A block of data
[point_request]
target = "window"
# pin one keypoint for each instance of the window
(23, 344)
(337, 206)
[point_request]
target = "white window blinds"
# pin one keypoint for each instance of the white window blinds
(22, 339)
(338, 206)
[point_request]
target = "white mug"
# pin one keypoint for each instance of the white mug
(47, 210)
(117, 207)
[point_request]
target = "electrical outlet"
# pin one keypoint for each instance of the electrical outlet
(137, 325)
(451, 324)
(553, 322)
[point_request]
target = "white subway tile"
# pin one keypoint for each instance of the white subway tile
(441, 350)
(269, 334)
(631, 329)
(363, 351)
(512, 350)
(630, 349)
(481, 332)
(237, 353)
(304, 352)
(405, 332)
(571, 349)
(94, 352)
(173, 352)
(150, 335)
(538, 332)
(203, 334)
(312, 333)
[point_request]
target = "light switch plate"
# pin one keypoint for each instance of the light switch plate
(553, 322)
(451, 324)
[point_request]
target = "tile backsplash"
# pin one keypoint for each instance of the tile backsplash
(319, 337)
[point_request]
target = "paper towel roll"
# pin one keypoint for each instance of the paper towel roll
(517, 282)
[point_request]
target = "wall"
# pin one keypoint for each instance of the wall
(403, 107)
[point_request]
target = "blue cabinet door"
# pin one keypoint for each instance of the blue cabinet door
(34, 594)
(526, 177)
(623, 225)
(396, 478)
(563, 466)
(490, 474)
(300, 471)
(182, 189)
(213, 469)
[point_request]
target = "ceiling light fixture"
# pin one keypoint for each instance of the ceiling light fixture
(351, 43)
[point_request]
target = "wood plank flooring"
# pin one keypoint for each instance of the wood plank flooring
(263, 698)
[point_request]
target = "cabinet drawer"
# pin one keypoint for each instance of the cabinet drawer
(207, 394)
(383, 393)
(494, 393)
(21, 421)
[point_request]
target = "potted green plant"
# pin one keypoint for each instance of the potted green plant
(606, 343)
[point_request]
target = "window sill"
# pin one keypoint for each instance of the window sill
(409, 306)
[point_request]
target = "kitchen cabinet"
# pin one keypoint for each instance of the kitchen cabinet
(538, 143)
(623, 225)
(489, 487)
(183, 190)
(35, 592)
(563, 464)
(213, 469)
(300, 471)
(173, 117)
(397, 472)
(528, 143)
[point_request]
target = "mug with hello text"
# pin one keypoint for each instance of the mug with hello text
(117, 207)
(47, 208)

## To be done:
Please repeat the material above, word for word and in full.

## Finished answer:
[point_request]
target = "window"
# pin one keypoint for each instance of the window
(23, 344)
(337, 206)
[point_request]
target = "white window blinds"
# pin one keypoint for each instance of the white window blinds
(22, 339)
(338, 206)
[point_request]
target = "white mug"
# pin one keypoint for each instance of the white mug
(47, 210)
(117, 207)
[point_request]
target = "electrical outlet"
# pin one keypoint for each instance of the electrical outlet
(137, 325)
(451, 324)
(553, 322)
[point_request]
target = "white subway tile"
# pin one keypoint for each instance of the white subway tile
(441, 350)
(269, 334)
(631, 329)
(363, 351)
(512, 350)
(630, 349)
(481, 332)
(237, 353)
(304, 352)
(405, 332)
(571, 349)
(94, 352)
(173, 352)
(150, 335)
(538, 332)
(203, 334)
(312, 333)
[point_request]
target = "light switch plate"
# pin one keypoint for each instance of the light switch plate
(553, 322)
(451, 324)
[point_request]
target = "tile backsplash"
# pin one keypoint for each instance of the tile backsplash
(319, 337)
[point_request]
target = "paper towel roll"
# pin one keypoint for each instance of the paper towel roll
(517, 282)
[point_request]
target = "wall"
# pin one keypoint for each instance of the wall
(403, 107)
[point_request]
target = "blue cabinet door"
# pin one keypoint for each instance of the blue cabinet door
(34, 594)
(526, 177)
(623, 225)
(396, 478)
(563, 466)
(490, 474)
(300, 471)
(182, 189)
(213, 469)
[point_request]
target = "ceiling light fixture"
# pin one keypoint for each instance of the ceiling light fixture
(351, 43)
[point_request]
target = "wood plank flooring"
# pin one keypoint for each instance of the wood plank flooring
(263, 698)
[point_request]
target = "cabinet drawer"
# pin one keypoint for each instance of the cabinet drawer
(207, 394)
(383, 393)
(494, 393)
(21, 421)
[point_request]
target = "potted green plant"
# pin one keypoint for each instance of the potted green plant
(606, 343)
[point_request]
target = "window sill"
# pin one keypoint for each instance of the window sill
(409, 306)
[point_request]
target = "kitchen cabinet"
# pin one keypoint for each instance of the kitchen cabinet
(538, 143)
(623, 225)
(489, 487)
(183, 190)
(35, 592)
(563, 464)
(213, 469)
(300, 471)
(173, 117)
(397, 472)
(528, 143)
[point_request]
target = "mug with hello text"
# pin one keypoint for each instance of the mug with hello text
(117, 207)
(47, 208)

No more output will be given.